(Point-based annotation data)
#####
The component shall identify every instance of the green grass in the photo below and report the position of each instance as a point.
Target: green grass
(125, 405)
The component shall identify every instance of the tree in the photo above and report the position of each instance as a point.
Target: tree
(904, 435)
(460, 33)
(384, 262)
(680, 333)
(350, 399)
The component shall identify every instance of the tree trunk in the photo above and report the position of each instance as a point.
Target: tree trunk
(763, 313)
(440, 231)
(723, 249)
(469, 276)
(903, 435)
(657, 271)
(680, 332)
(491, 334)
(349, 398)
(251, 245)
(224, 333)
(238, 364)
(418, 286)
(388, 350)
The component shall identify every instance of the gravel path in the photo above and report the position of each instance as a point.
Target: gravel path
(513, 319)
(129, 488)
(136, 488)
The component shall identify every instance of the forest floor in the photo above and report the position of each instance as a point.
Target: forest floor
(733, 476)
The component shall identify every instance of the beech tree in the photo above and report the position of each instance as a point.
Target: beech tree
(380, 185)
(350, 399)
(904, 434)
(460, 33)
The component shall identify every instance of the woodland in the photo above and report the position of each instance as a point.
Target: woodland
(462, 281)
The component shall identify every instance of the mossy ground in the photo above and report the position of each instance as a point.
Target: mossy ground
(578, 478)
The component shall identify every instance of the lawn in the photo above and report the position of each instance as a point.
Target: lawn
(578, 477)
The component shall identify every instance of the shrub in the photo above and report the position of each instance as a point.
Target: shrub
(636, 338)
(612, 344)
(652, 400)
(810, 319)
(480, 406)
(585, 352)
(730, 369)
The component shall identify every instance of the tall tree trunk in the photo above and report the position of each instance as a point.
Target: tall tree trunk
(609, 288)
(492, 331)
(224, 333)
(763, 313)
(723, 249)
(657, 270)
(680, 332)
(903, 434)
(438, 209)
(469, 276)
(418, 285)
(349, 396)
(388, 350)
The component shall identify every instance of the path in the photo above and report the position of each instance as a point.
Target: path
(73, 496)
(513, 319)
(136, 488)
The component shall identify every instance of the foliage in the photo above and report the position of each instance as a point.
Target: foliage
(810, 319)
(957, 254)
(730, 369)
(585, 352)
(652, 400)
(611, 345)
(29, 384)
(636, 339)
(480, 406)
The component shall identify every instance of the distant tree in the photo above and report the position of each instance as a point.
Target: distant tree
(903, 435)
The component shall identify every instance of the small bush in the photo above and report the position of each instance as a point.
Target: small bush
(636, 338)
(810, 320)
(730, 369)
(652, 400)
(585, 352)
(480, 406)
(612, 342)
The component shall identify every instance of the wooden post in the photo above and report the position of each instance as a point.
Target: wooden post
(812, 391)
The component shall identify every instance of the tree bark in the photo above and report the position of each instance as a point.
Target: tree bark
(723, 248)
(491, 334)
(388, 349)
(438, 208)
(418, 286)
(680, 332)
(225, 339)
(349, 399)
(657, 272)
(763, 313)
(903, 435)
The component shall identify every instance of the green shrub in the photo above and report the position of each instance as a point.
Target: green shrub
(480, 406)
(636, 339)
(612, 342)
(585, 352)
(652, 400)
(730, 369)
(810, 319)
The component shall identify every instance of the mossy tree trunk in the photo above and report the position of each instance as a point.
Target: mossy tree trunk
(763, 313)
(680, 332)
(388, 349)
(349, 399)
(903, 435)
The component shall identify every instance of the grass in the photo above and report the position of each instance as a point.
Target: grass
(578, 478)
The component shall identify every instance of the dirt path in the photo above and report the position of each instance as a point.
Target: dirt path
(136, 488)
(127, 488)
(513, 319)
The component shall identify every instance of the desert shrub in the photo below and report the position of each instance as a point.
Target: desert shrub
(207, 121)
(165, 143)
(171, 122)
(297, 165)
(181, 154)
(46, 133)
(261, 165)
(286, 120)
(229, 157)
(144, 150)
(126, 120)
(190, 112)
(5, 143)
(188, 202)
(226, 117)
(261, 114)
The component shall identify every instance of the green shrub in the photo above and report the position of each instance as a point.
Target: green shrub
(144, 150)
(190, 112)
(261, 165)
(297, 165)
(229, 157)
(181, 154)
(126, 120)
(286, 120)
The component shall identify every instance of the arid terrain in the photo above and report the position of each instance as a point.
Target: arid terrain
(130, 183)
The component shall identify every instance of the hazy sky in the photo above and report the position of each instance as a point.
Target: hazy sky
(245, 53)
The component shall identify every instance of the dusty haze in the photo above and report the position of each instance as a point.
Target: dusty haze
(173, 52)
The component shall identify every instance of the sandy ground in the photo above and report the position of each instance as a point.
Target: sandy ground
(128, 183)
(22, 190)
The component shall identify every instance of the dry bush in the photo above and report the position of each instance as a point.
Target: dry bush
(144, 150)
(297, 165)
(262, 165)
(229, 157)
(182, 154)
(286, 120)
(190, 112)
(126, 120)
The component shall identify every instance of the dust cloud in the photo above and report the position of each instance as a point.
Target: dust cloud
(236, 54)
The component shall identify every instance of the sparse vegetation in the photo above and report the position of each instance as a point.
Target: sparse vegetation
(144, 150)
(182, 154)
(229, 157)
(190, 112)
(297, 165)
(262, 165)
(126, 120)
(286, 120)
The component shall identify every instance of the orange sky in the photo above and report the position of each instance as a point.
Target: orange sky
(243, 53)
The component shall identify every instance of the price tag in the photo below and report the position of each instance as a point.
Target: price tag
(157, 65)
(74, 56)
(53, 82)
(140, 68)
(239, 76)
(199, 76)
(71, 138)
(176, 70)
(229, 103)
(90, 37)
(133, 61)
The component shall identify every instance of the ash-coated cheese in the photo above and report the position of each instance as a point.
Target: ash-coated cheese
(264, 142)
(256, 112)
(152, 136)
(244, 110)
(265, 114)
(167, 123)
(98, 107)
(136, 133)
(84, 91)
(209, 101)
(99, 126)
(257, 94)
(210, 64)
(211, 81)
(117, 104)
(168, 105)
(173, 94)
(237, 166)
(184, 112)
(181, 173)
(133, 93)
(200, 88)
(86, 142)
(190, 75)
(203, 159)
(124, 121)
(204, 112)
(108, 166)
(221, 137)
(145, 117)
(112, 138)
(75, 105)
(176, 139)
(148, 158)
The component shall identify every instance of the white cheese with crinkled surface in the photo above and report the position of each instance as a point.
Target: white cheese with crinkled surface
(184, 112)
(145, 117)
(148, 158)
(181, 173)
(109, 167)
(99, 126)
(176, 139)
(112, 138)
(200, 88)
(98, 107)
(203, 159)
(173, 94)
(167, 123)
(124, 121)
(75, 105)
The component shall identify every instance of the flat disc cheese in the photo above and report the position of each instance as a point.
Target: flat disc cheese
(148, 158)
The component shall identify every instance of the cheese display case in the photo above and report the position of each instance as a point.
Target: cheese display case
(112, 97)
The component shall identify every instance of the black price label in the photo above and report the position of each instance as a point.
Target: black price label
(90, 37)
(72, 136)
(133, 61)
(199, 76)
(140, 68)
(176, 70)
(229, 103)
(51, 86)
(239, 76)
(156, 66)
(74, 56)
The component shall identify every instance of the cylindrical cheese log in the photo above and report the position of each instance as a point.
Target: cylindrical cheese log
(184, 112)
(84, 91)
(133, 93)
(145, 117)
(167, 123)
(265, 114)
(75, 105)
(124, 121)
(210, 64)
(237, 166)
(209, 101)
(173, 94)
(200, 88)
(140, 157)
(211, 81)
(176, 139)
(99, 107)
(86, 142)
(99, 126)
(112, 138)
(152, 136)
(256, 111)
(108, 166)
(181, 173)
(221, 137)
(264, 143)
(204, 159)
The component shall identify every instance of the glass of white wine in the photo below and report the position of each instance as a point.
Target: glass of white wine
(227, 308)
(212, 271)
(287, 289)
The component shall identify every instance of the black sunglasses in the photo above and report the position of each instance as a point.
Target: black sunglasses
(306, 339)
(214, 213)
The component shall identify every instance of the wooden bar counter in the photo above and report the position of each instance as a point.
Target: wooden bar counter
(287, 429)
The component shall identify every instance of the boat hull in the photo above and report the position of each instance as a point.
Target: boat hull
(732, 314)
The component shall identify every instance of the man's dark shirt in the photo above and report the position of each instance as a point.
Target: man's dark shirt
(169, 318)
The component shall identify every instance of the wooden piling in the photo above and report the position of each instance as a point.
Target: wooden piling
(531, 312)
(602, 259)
#####
SET PROBLEM: Repeat exactly the lines from the one containing "The component shall identify every instance of the wooden piling" through the last line of the items, inclusive.

REPLY TO THE EXERCISE:
The component shall identify every instance of the wooden piling in the photo above and report the position of each instance as a point.
Target: wooden piling
(531, 312)
(602, 259)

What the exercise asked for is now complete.